- TEKS SUMBER -
********************

Jumat, 10 April 2009

Pramoedya

Ahmad Sahal
http://majalah.tempointeraktif.com/

Setiap kali membaca karya-karya Pramoedya Ananta Toer, saya selalu merasa kagum, tapi juga sekaligus terganggu. Saya mengagumi karya-karyanya, yang secara persisten melantunkan humanisme. Pram mengakui berguru kepada Multatuli, pengarang Max Havelaar, yang mengatakan bahwa tugas manusia adalah menjadi manusia. Dalam karyanya, Pram selalu menampilkan revolutionary hero yang menentang pelbagai situasi tidak manusiawi yang datang dari tradisi, seperti feodalisme priayi Jawa, maupun dari pihak asing, seperti kolonialisme dan imperialisme.

Betapa tidak manusiawi-nya feodalisme bisa dibaca dalam Bumi Manusia, yakni ketika Minke, anak Bupati yang telah belajar pengetahuan Eropa, merasa terhina sekali waktu bertemu ayahnya: “harus merangkak, berengsot seperti keong, dan menyembah seorang raja kecil yang, barangkali, buta huruf pula….” Kolonialisme juga tidak manusiawi karena, di samping sistem itu sendiri menindas dan mengisap, ia membentuk orang semacam Sa’aman (dalam Blora), yang akibat penganiayaan kolonial akhirnya dikuasai dendam sehingga menjadi jahat. Kolonialisme jugalah yang melahirkan pegawai yang korup (dalam Korupsi) dan Pangemanan, polisi pribumi yang mengontrol Minke dan gerakan kebangsaan (dalam Rumah Kaca).

********************

- BARIS DATA -
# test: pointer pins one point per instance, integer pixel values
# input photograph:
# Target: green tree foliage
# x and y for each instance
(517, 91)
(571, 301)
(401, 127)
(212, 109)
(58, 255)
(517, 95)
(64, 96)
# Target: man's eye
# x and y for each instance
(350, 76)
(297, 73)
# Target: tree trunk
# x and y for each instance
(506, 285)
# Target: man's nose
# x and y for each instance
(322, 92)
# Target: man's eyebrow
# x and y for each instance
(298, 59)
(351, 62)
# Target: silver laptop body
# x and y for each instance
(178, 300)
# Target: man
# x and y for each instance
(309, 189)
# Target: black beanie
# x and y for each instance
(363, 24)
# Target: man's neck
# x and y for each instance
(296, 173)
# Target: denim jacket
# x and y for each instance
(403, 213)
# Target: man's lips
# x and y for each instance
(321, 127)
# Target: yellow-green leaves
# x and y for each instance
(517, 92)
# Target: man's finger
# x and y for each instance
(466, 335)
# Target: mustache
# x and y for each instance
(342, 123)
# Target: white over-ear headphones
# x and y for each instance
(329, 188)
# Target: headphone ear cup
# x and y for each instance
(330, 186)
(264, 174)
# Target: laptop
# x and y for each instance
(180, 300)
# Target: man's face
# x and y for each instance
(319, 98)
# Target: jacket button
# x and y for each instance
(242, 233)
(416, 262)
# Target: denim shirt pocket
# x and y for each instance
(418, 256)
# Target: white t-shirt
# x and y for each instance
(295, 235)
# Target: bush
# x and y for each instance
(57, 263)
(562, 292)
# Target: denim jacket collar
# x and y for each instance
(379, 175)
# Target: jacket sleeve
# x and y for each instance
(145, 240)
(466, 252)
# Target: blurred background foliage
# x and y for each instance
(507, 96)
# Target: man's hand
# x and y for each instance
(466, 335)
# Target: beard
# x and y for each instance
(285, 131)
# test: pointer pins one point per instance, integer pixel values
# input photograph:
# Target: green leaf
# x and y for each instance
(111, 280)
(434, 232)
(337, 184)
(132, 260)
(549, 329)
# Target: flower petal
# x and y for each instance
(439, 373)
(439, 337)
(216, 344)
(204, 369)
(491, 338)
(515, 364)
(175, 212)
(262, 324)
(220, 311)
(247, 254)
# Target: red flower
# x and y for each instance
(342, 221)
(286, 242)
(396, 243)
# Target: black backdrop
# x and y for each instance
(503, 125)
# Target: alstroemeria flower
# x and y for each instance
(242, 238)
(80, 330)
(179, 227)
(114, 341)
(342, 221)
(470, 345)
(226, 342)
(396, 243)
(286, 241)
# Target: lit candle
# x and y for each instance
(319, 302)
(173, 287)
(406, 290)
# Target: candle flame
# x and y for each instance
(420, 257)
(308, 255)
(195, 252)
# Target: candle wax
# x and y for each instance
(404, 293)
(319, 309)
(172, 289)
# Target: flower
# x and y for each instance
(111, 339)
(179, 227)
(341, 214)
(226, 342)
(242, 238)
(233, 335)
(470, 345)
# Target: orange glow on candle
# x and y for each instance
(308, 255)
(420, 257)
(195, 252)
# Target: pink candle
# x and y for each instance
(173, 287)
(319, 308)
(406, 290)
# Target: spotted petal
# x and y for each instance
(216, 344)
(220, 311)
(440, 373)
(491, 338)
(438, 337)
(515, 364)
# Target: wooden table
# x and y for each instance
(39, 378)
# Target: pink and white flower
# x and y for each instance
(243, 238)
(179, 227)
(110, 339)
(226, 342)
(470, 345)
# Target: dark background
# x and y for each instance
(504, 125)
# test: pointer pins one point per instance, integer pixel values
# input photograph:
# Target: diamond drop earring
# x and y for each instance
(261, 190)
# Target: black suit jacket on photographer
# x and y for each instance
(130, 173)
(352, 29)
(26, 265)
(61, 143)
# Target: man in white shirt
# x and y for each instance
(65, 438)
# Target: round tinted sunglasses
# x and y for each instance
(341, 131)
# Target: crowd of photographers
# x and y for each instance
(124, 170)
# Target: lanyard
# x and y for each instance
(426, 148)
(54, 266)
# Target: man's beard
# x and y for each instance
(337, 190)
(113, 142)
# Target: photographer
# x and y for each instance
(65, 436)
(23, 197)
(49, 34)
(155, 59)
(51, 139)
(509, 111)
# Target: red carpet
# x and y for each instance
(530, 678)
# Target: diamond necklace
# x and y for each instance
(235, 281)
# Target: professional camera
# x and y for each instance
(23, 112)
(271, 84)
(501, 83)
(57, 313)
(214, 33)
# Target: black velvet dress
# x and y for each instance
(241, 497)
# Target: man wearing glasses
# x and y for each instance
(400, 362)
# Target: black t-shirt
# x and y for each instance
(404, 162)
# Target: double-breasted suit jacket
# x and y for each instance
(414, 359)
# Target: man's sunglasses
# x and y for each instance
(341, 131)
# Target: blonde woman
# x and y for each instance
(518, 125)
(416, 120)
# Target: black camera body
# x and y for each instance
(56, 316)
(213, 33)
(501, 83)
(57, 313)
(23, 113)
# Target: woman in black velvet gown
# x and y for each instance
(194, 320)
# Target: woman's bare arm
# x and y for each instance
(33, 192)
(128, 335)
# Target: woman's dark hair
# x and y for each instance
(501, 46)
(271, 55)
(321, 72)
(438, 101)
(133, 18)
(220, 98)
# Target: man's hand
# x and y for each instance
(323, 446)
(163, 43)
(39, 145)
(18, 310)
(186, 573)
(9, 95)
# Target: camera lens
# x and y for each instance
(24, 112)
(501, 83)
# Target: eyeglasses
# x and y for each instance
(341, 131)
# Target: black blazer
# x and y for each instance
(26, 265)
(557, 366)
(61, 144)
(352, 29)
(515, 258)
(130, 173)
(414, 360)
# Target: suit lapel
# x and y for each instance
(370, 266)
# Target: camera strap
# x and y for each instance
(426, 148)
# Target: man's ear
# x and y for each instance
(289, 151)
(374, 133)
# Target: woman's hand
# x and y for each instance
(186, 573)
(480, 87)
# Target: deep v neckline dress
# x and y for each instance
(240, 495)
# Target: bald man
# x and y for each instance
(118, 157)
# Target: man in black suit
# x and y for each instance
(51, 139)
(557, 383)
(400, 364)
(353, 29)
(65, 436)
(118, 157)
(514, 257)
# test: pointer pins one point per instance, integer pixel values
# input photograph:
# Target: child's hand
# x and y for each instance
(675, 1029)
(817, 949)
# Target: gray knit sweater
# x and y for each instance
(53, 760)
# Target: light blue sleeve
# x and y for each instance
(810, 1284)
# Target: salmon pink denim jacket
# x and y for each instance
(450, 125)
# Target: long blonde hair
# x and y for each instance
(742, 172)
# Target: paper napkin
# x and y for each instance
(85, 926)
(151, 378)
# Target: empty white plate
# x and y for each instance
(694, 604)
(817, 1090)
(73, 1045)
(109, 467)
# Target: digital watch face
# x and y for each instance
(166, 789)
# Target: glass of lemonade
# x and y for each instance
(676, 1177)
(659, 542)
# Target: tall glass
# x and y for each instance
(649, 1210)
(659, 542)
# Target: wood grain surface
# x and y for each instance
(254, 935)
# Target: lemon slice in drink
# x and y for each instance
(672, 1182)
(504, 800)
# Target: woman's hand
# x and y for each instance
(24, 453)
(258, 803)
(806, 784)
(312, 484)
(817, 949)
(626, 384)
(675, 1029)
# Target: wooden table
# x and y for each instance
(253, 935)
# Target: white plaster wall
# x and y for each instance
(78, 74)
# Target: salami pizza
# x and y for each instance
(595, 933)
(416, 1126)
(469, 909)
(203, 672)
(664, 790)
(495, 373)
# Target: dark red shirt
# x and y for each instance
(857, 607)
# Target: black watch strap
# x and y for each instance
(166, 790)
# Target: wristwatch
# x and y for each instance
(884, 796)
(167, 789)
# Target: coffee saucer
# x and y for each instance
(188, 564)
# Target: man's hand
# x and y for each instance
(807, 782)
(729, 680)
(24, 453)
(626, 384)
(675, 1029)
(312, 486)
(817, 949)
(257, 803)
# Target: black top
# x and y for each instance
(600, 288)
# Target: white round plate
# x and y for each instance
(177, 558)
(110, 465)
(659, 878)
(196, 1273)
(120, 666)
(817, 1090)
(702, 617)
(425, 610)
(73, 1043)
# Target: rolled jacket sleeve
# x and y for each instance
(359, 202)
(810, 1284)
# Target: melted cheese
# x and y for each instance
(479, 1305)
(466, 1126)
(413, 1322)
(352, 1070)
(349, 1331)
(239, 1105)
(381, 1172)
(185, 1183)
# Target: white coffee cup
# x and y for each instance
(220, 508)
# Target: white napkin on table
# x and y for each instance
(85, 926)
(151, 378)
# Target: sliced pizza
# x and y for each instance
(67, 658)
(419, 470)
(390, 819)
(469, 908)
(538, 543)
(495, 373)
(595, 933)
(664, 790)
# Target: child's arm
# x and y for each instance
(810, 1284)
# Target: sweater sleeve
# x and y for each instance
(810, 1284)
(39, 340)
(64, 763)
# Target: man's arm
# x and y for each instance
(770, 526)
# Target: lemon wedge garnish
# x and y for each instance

********************

- KETENTUAN TUGAS -
• a. Dalam esai tentang Pramoedya, kepada siapa Pram mengakui berguru?
• b. Teruskan esai tentang Pramoedya setelah kalimat terakhirnya.

- KUMPULAN JAWABAN -
• a. Kepada Multatuli, pengarang Max Havelaar.

• b.
Namun, saya terganggu manakala menengok pandangannya tentang kesenian. Dalam prasarannya yang bertajuk “Realisme-Sosialis dan Sastra Indonesia”, di UI, pada 1963, Pram menyerukan paham realisme-sosialis dan menggasak humanisme universal. Di mata Pram, humanisme universal adalah humanisme individualis-borjuis yang melemahkan cita-cita revolusi karena membawakan pesimisme dan negativisme, cerminan bagi suara kapitalis Barat yang kehilangan tanah jajahan. Sementara itu, realisme-sosialis berwatak optimistis dan menentang kapitalisme dan imperialisme. Pram lalu menyatakan, dan ini yang membuat saya terganggu, salah satu watak realisme-sosialis adalah sikap militan yang ia kutip dari Maxim Gorky: if the enemy does not surrender, he must be destroyed. Militansi semacam inilah yang tampaknya menjadi gaya Pram ketika mengasuh Lentera.

Ketika Pram ditanya kenapa dulu di Lentera menyerukan agar penulis yang tidak berpihak pada the perspiring and toiling masses “dibabat” dan “tidak perlu diberikan luang sekecil-kecilnya pun”, argumennya ternyata berbau security approach. Menurutnya, saat itu Soekarno sedang terancam dan negara dalam bahaya. Karena itu, seni yang tidak mendukung revolusi harus minggir.

Di samping itu, Pram juga menyebutkan alasan pribadi: waktu pegang Lentera, ia sangat marah pada militer dan semua yang diperalat oleh militer karena penahanan atas dirinya yang semena-mena. Dan Lentera penuh dengan kemarahannya. Jadi, persoalan pribadilah yang menyebabkannya.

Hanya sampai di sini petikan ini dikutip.